**Excerpted passage:**

• • • • •

Started the puzzle last night and couldn't get the theme. This morning...finally got it though I had to google several things. Yes it does pay to be old...Knew William Boyd!!

Ludyjynn 10:40 AM  

As I worked on the puzzle, I performed my weekly ritual of simultaneously watching CBS "Sunday Morning". For those who had trouble last week in getting the Mitch ALBOM answer, Jane Pauley did an in-depth interview w/ him on the show. Very informative and nice to know he spends lots of his $$$ from book sales on philanthropic causes.
Also, it was good to see JP in her CBS debut.

Puzzle broke easy-medium for me. Thanks, JP and WS for a well-executed theme, DOneTOAT.

Off to do some gardening on this beautiful day.

OISK 10:46 AM  

Easy, pleasant Sunday. @Ellen - I have (somewhere, on a cassette) a collection of 6 of the songs of the International Brigade. Wish I could find them. It includes "Freiheit," and also "Moorsoldaten" and "Hans Beimler", as well as 3 others. Thanks for reminding me.

• • • • •

[Some records]
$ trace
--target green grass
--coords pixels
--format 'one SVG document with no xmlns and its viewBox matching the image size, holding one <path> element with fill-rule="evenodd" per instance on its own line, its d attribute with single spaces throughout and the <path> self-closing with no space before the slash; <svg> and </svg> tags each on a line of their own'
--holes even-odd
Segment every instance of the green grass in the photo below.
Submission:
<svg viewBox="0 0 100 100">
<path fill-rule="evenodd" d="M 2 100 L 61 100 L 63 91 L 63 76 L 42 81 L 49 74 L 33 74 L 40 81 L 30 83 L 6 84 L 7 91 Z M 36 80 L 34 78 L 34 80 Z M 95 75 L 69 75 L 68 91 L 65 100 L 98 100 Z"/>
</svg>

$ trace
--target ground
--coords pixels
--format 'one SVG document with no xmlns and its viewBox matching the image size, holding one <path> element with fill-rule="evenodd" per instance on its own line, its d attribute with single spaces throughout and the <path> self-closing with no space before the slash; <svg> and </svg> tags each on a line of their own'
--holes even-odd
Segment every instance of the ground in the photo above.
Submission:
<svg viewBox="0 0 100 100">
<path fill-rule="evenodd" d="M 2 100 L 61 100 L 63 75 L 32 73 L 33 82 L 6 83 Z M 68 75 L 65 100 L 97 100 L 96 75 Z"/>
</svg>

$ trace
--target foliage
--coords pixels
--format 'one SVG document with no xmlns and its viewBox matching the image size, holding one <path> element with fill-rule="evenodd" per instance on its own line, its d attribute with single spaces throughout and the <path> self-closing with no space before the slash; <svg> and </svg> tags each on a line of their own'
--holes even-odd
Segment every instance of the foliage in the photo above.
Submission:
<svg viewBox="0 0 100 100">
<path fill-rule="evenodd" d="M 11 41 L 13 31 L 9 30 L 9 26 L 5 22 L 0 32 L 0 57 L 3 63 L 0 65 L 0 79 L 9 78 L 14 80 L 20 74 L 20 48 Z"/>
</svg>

• • • • •

**Set problem:**
Write out the crossword comments from "Started the puzzle" to "old...Knew William Boyd!!" again, using "yesterday evening" in place of "last night".

**Answer for this exercise:**
Started the puzzle yesterday evening and couldn't get the theme. This morning...finally got it though I had to google several things. Yes it does pay to be old...Knew William Boyd!!